Normuitleg Autoriteit Persoonsgegevens

De normuitleg van de AP ziet op één van de zes in de AVG genoemde verwerkingsgrondslagen: het gerechtvaardigd belang. Persoonsgegevens mogen op grond van de AVG uitsluitend worden verwerkt indien de verwerkingsverantwoordelijke daarvoor (onder meer) een beroep kan doen op een verwerkingsgrondslag. Andere verwerkingsgrondslagen zijn bijvoorbeeld toestemming van de betrokkene of de noodzaak om persoonsgegevens te verwerken voor de uitvoering van een overeenkomst waarbij de betrokkene partij is. In de praktijk is het gerechtvaardigd belang een belangrijke en veel gebruikte verwerkingsgrondslag. Als deze grondslag opgaat, hoeft er bijvoorbeeld geen toestemming gevraagd te worden voor de verwerking.

....

> Opdrachtdoel: Pak de tekst over het gerechtvaardigd belang als verwerkingsgrondslag alsjeblieft weer op na de laatste zin en schrijf hem verder.

> Vastgelegde gegevens:
....

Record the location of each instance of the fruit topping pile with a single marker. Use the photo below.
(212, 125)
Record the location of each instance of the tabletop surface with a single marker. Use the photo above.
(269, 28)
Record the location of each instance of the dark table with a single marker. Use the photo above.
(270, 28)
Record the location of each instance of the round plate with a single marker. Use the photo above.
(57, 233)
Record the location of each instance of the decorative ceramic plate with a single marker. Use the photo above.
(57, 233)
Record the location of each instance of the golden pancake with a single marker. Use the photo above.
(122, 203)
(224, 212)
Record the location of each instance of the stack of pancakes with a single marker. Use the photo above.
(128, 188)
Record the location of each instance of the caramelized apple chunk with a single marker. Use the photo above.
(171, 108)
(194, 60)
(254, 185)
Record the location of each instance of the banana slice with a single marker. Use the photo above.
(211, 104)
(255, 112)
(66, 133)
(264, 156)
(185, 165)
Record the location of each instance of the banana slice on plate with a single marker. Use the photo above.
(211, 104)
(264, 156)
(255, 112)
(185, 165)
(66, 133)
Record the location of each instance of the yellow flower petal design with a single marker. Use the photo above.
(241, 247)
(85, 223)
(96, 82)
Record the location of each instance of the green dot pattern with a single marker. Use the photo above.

....

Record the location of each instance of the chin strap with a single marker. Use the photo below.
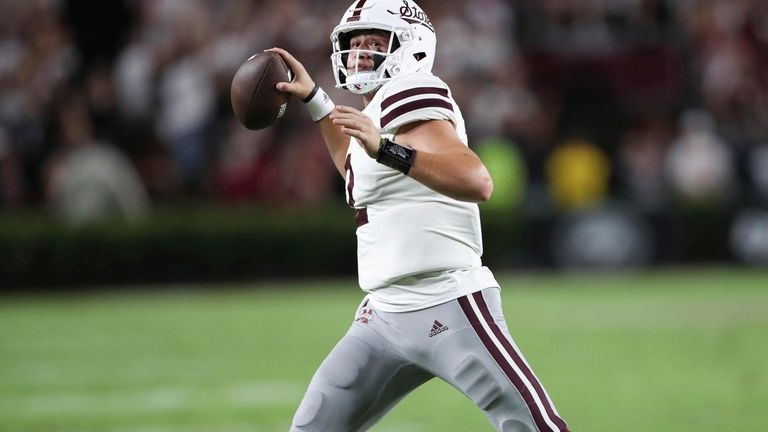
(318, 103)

....

> Antwoord op oefening:
De AP geeft in haar normuitleg aan dat “het enkel dienen van zuiver commerciële belangen, winstmaximalisatie, het zonder gerechtvaardigd belang volgen van het gedrag van werknemers of het (koop)gedrag van (potentiële) klanten, etc.” niet als gerechtvaardigd belang kan gelden. Dat zou betekenen dat de verwerkingsverantwoordelijke alleen persoonsgegevens voor dergelijke doeleinden kan verwerken indien hij daarvoor een andere grondslag heeft, bijvoorbeeld toestemming van de betrokkene. Tot op heden werden in sommige gevallen de economische belangen van de verwerkingsverantwoordelijke geacht te prevaleren boven het privacybelang van de betrokkene. Bijvoorbeeld omdat de impact van de verwerking niet zo groot is. In dergelijke gevallen kon de verwerkingsverantwoordelijke mogelijk toch persoonsgegevens verwerken met een beroep op zijn (of andermans) gerechtvaardigd (economische) belang. Met dit standpunt van de AP zou dat niet meer of in ieder geval in veel beperktere mate mogelijk zijn.

Standpunt Autoriteit Persoonsgegevens juist?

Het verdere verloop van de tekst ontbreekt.